■ **文書の抜粋**
'''

「あまりにも荒唐無稽。しかし、エマ・マイヤーズの可愛さに乾杯!」マインクラフト ザ・ムービー 緋里阿 純さんの映画レビュー(感想・評価)
あまりにも荒唐無稽。しかし、エマ・マイヤーズの可愛さに乾杯!
【イントロダクション】
《世界で最も売れたインディーゲーム》として2014年にギネス記録にも認定され、2023年には売上本数3億本を突破した『マインクラフト(通称:マイクラ)』の実写映画化。3Dブロックで構成された世界で、創造力・想像力を駆使してサバイバルを繰り広げる。
主演に『ジュマンジ』シリーズのジャック・ブラック、『アクアマン』(2018)のジェイソン・モモア。
監督に『ナポレオン・ダイナマイト/バス男』(2004)、『ナチョ・リブレ 覆面の神様』(2006)のジャレッド・ヘス。脚本にクリス・ボウマン、ハベル・パーマー、ニール・ワイドナー、ギャビン・ジェームズ、クリス・ギャレッタ。
【ストーリー】
幼い頃に鉱夫に憧れ、採掘(マイン)することを夢見ていたスティーブ(ジャック・ブラック)は、会社員としてドアノブを売る日々に嫌気が差し、幼い頃に夢だった採掘の為に鉱山を訪れる。
夢にまで見た採掘作業を楽しんでいると、スティーブは謎のキューブとそれを納めるクリスタルケースを発見する。2つを合わせると、異世界へ通じるゲートが開き、四角形の物体で構築された世界“オーバーワールド”へと転送される。
オーバーワールドでは創造性が鍵を握り、頭で考えたものを何でも創造(クリエイティブ)出来る。世界の仕組みを理解し、自由に創造を楽しむスティーブは、狼のデニスと親しくなる。
しかし、ブタのモンスター・ピグリンが住む暗黒の世界“ネザー”を支配する魔女・マルゴシャは、キューブの力を悪用してオーバーワールドの征服を企てていた。

'''

[点ラベル付けデータセットの記録]

'''

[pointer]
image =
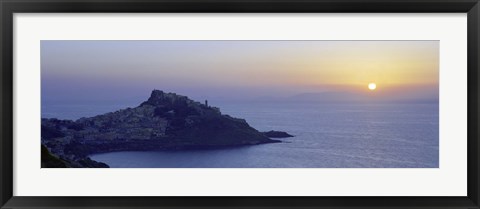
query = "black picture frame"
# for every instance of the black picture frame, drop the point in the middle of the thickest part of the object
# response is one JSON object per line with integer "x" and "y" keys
{"x": 9, "y": 7}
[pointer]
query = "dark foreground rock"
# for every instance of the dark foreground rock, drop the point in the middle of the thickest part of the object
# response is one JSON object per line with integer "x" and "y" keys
{"x": 277, "y": 134}
{"x": 166, "y": 121}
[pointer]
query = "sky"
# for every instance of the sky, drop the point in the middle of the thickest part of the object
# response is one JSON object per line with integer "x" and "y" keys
{"x": 110, "y": 71}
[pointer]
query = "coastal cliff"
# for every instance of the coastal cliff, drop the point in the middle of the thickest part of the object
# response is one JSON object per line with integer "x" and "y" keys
{"x": 166, "y": 121}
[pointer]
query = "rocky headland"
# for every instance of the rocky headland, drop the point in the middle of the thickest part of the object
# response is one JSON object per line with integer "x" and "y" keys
{"x": 166, "y": 121}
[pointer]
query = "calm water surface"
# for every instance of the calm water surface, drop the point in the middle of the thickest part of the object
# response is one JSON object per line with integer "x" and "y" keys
{"x": 326, "y": 136}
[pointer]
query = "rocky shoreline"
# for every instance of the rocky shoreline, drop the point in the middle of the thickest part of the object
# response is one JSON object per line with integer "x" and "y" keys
{"x": 166, "y": 121}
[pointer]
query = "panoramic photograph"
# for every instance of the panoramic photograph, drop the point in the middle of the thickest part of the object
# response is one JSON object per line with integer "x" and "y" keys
{"x": 239, "y": 104}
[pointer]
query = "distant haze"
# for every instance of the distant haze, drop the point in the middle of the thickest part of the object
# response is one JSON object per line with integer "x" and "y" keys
{"x": 127, "y": 71}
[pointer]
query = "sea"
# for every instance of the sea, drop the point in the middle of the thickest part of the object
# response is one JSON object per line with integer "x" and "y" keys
{"x": 334, "y": 135}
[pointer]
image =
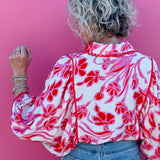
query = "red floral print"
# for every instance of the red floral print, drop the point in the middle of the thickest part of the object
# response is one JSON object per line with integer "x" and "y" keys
{"x": 57, "y": 68}
{"x": 65, "y": 73}
{"x": 92, "y": 77}
{"x": 146, "y": 146}
{"x": 86, "y": 139}
{"x": 53, "y": 90}
{"x": 151, "y": 120}
{"x": 113, "y": 89}
{"x": 138, "y": 97}
{"x": 120, "y": 108}
{"x": 127, "y": 117}
{"x": 105, "y": 63}
{"x": 130, "y": 130}
{"x": 103, "y": 118}
{"x": 81, "y": 66}
{"x": 157, "y": 152}
{"x": 82, "y": 111}
{"x": 50, "y": 110}
{"x": 50, "y": 123}
{"x": 60, "y": 144}
{"x": 99, "y": 96}
{"x": 135, "y": 82}
{"x": 64, "y": 123}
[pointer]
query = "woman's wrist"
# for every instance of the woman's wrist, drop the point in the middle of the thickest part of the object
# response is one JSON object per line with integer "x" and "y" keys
{"x": 20, "y": 84}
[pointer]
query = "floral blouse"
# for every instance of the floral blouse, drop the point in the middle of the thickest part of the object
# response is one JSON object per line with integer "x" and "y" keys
{"x": 108, "y": 92}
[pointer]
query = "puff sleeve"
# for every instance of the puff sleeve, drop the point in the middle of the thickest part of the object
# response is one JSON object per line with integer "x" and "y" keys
{"x": 150, "y": 145}
{"x": 49, "y": 118}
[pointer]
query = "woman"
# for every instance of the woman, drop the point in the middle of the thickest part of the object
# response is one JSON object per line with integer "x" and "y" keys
{"x": 99, "y": 103}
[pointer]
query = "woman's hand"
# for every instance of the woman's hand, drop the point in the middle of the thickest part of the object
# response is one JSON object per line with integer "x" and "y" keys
{"x": 20, "y": 60}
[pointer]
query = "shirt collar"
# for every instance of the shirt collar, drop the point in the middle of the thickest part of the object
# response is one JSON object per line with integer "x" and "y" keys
{"x": 109, "y": 50}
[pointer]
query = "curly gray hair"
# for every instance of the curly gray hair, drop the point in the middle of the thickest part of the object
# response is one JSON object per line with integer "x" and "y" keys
{"x": 97, "y": 18}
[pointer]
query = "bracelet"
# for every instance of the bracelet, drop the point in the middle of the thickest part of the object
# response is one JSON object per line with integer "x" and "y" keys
{"x": 21, "y": 86}
{"x": 17, "y": 79}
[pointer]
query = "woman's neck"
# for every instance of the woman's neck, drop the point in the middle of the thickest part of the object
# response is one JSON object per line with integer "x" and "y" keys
{"x": 111, "y": 40}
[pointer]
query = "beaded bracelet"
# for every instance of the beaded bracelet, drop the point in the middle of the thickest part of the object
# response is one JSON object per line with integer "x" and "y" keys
{"x": 17, "y": 79}
{"x": 21, "y": 86}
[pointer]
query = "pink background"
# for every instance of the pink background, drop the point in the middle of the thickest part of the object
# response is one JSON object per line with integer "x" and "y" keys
{"x": 42, "y": 26}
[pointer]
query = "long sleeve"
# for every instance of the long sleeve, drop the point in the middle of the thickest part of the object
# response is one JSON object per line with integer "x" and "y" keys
{"x": 49, "y": 118}
{"x": 151, "y": 123}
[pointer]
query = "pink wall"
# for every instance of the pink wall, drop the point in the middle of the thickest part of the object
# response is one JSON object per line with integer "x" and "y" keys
{"x": 42, "y": 26}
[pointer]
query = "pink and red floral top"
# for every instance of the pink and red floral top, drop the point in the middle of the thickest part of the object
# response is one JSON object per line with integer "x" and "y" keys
{"x": 108, "y": 92}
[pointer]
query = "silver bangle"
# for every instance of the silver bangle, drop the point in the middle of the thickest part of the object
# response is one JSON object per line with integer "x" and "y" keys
{"x": 21, "y": 86}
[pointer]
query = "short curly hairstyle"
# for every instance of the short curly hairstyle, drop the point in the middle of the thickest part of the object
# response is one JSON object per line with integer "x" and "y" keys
{"x": 97, "y": 18}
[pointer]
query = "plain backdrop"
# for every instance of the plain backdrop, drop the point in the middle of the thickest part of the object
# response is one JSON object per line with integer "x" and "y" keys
{"x": 42, "y": 26}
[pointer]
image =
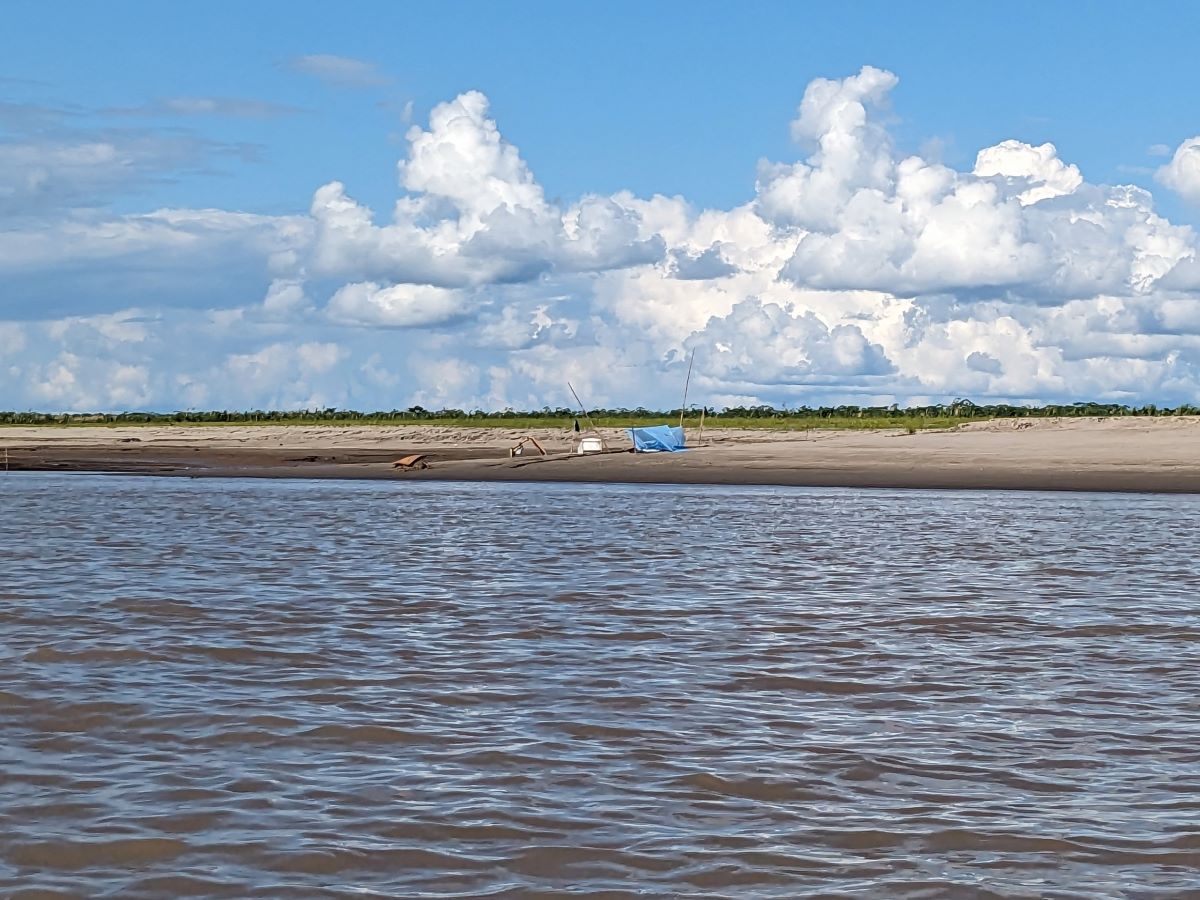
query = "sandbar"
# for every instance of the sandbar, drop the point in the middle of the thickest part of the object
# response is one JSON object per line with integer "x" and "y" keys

'''

■ **作業内容**
a) 記録の中から「blouse」という文字列を含む行をすべて選び出し、一字も変えずに書き写してください。大文字と小文字は区別されます。
b) 上記の『マインクラフト ザ・ムービー』の映画レビューについて、最後の文の後を引き取り、続きを書き進めてください。

■ **作業別の出力**
a)
query = "floral blouse"
# for every instance of the floral blouse, drop the point in the middle of the thickest part of the object

b)
スティーブはデニスにキューブとクリスタルを渡し、現実世界の自宅へ隠すよう指示する。無事に現実世界へとやって来たデニスは、指示通りキューブとクリスタルをスティーブのベッド下に隠すが、やがて家主不在により、スティーブの私物は競売に掛けられる事になってしまう。
古びたビデオゲーム店を営むギャレット(ジェイソン・モモア)は、かつてアーケード・ゲームのチャンピオンとして君臨し、“ザ・ガベージ・マン”の愛称で親しまれていた。しかし、現在では店の経営も上手くいかず、立ち退き命令を言い渡されてしまう。
一発逆転を狙うギャレットは、友人のダリルが催すコンテナ・オークションに参加。目当ての商品は空箱だったが、偶然にもキューブとクリスタルを手にする。
ナタリー(エマ・マイヤーズ)とヘンリー(セバスチャン・ハンセン)の姉弟は、母の死後、遺志を尊重して街へと引っ越してきた。彼らを案内した不動産業者のドーン(ダニエル・ブルックス)は、動物園を開く事を夢見ており、移動動物園として車にアルパカを乗せている。
ヘンリーの転校初日、彼は登校前にギャレットの店に寄り、彼と知り合いになる。転校後初授業となる美術ので、ヘンリーは持ち前の独創性を発揮するが、クラスメートや先生に批判されてしまう。自らの発明が実現可能だと証明する為、ヘンリーは即席のジェットパックを作るが、クラスメートのイタズラによりジェットパックはナタリーの職場であるポテトチップス工場に直撃してしまう。
ナタリーに申し訳が立たないヘンリーは、ギャレットに叔父と偽って迎えに来てもらうよう頼み、彼の店で展示されていたキューブとクリスタルを手にし、2つを合わせてしまう。
ヘンリーの行方を案じたナタリーは、唯一頼れるドーンと共に、ヘンリー達が向かった鉱山へ向かう。
鉱山で合流した4人は、キューブに導かれオーバーワールドへと転送されてしまう。
キューブが再びオーバーワールドに戻った事を察知したマルゴシャは、捕えたスティーブを解放し、彼にキューブを持ってくるよう命じる。
スティーブの助けによって窮地を脱した4人だが、元の世界へと変える為に必要なクリスタルケースが破損してしまう。クリスタルケースを再び入手する為、5人はクリスタルが保管されている“森の洋館”へ旅立つ事になる。
【感想】
私自身は原作ゲームをプレイしておらず、Vtuberの実況動画でおおよそのゲーム内容を把握している程度のマイクラ初心者。とはいえ、本編に登場するキャラクターにはクリーパーやゾンビ、エンダーマン等、見覚えのある顔もチラホラと居た。
そんな私が、本作を鑑賞して抱いた感想は
「「「くっだらねぇwwwwww」」」
である。いや、これは立派な褒め言葉だ。
そもそもがクラフトを楽しむ為の荒唐無稽な設定・世界観のゲームなので、ストーリー性などはあったものではないのだが、それを気楽に観られるポップコーン・ムービーとして成立させたのは見事だと思う。ツッコミ所満載だが、そもそも真面目なスタンスで鑑賞するような作品ではない為、気軽に楽しむのが吉だろう。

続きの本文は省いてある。